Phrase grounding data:
»»

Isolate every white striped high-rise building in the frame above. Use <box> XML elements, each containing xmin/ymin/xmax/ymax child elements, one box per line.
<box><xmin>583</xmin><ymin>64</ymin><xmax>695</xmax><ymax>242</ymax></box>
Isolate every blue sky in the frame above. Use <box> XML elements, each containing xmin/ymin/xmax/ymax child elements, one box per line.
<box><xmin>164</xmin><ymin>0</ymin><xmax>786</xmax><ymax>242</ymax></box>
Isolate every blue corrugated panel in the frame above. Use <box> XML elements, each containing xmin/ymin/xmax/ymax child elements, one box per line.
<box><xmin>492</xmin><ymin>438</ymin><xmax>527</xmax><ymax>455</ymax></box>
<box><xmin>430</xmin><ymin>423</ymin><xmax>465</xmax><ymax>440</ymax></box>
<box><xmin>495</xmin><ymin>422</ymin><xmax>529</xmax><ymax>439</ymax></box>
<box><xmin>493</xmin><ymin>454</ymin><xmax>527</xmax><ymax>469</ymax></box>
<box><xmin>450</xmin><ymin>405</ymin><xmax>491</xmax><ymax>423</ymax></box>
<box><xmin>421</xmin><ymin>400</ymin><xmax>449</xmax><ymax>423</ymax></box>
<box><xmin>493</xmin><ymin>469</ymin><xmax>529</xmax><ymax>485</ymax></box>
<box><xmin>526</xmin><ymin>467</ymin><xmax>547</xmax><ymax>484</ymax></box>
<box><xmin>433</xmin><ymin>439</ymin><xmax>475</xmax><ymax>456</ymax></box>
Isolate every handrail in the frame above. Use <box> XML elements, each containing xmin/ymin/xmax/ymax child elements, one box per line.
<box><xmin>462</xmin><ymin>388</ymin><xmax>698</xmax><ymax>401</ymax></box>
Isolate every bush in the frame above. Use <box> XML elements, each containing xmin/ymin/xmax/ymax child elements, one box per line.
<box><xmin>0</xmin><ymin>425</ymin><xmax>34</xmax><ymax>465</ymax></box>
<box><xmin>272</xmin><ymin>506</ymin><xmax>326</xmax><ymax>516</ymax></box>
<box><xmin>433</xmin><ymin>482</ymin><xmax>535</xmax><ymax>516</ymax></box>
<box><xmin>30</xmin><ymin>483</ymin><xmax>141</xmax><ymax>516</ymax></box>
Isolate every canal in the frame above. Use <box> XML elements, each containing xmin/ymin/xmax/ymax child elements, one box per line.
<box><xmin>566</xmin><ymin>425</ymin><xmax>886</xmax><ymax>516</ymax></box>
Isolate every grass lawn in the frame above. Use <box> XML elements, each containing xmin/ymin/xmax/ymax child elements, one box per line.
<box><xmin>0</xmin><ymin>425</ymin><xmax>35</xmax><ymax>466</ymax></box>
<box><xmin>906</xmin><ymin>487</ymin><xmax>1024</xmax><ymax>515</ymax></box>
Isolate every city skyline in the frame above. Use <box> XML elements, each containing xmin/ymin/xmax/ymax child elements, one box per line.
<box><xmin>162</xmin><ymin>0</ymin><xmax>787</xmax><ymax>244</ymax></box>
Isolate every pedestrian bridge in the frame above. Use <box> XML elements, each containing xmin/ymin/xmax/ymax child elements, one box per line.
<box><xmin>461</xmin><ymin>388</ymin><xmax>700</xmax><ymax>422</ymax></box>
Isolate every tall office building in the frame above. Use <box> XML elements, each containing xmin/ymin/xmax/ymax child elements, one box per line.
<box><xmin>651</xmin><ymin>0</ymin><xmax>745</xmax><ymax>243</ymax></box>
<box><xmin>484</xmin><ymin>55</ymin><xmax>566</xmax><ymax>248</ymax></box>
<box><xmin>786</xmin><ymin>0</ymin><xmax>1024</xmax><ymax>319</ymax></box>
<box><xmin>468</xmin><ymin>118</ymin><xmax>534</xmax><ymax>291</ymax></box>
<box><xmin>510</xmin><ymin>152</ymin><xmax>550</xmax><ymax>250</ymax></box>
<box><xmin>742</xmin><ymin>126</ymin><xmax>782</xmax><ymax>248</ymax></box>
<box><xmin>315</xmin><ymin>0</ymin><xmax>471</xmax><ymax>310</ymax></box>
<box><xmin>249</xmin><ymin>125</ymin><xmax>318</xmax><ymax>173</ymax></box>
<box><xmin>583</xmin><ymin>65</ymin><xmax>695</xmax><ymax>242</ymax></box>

««

#### Work instructions
Each entry is to be written out exactly as it was given.

#### Answer space
Isolate every white striped high-rise building in the frame above. Use <box> XML elements, each containing xmin/ymin/xmax/ymax child elements, one box per line.
<box><xmin>583</xmin><ymin>64</ymin><xmax>695</xmax><ymax>242</ymax></box>
Isolate every blue sky in the frame above. Use <box> XML elements, each containing xmin/ymin/xmax/ymax child elements, one box per line.
<box><xmin>164</xmin><ymin>0</ymin><xmax>786</xmax><ymax>242</ymax></box>
Isolate every blue corrugated panel in the frame above. Use <box> XML elements, each containing xmin/ymin/xmax/ymax child elements, one box per line.
<box><xmin>492</xmin><ymin>438</ymin><xmax>527</xmax><ymax>455</ymax></box>
<box><xmin>430</xmin><ymin>423</ymin><xmax>465</xmax><ymax>440</ymax></box>
<box><xmin>495</xmin><ymin>422</ymin><xmax>529</xmax><ymax>439</ymax></box>
<box><xmin>493</xmin><ymin>454</ymin><xmax>527</xmax><ymax>469</ymax></box>
<box><xmin>450</xmin><ymin>405</ymin><xmax>491</xmax><ymax>423</ymax></box>
<box><xmin>421</xmin><ymin>400</ymin><xmax>449</xmax><ymax>423</ymax></box>
<box><xmin>493</xmin><ymin>469</ymin><xmax>529</xmax><ymax>485</ymax></box>
<box><xmin>526</xmin><ymin>467</ymin><xmax>547</xmax><ymax>484</ymax></box>
<box><xmin>433</xmin><ymin>439</ymin><xmax>475</xmax><ymax>456</ymax></box>
Isolate every handrail in the frame above. Use <box> XML elements, each containing xmin/ymin/xmax/ymax child elements, one box per line.
<box><xmin>462</xmin><ymin>388</ymin><xmax>698</xmax><ymax>401</ymax></box>
Isolate every bush in the frame above. Use <box> XML elements, each containing xmin/ymin/xmax/ymax child elements, one box per line.
<box><xmin>0</xmin><ymin>425</ymin><xmax>34</xmax><ymax>465</ymax></box>
<box><xmin>272</xmin><ymin>506</ymin><xmax>326</xmax><ymax>516</ymax></box>
<box><xmin>433</xmin><ymin>482</ymin><xmax>535</xmax><ymax>516</ymax></box>
<box><xmin>30</xmin><ymin>483</ymin><xmax>141</xmax><ymax>516</ymax></box>
Isolate every canal in the frame above. Use <box> XML elements, each containing xmin/ymin/xmax/ymax child elements, one box per line.
<box><xmin>566</xmin><ymin>425</ymin><xmax>886</xmax><ymax>516</ymax></box>
Isolate every grass lawn in the frame above. Use <box> XML elements, each containing xmin/ymin/xmax/ymax child elements, one box per line.
<box><xmin>0</xmin><ymin>425</ymin><xmax>35</xmax><ymax>466</ymax></box>
<box><xmin>906</xmin><ymin>487</ymin><xmax>1024</xmax><ymax>515</ymax></box>
Isolate every city skyline in the frame above. Use <box> XML elements, each containing xmin/ymin/xmax/ymax child elements, one box per line.
<box><xmin>162</xmin><ymin>0</ymin><xmax>787</xmax><ymax>244</ymax></box>
Isolate every pedestrian bridge in the frame above. Use <box> XML elements, each containing xmin/ymin/xmax/ymax child elements, one box per line.
<box><xmin>461</xmin><ymin>388</ymin><xmax>700</xmax><ymax>422</ymax></box>
Isolate every tall office building in the frame above. Use <box> XML elements, each containing xmin/ymin/xmax/ymax child elements, one box per line.
<box><xmin>651</xmin><ymin>0</ymin><xmax>745</xmax><ymax>243</ymax></box>
<box><xmin>484</xmin><ymin>55</ymin><xmax>566</xmax><ymax>248</ymax></box>
<box><xmin>786</xmin><ymin>0</ymin><xmax>1024</xmax><ymax>319</ymax></box>
<box><xmin>468</xmin><ymin>118</ymin><xmax>534</xmax><ymax>291</ymax></box>
<box><xmin>510</xmin><ymin>152</ymin><xmax>550</xmax><ymax>250</ymax></box>
<box><xmin>742</xmin><ymin>126</ymin><xmax>782</xmax><ymax>248</ymax></box>
<box><xmin>315</xmin><ymin>0</ymin><xmax>471</xmax><ymax>310</ymax></box>
<box><xmin>249</xmin><ymin>125</ymin><xmax>318</xmax><ymax>173</ymax></box>
<box><xmin>583</xmin><ymin>65</ymin><xmax>695</xmax><ymax>242</ymax></box>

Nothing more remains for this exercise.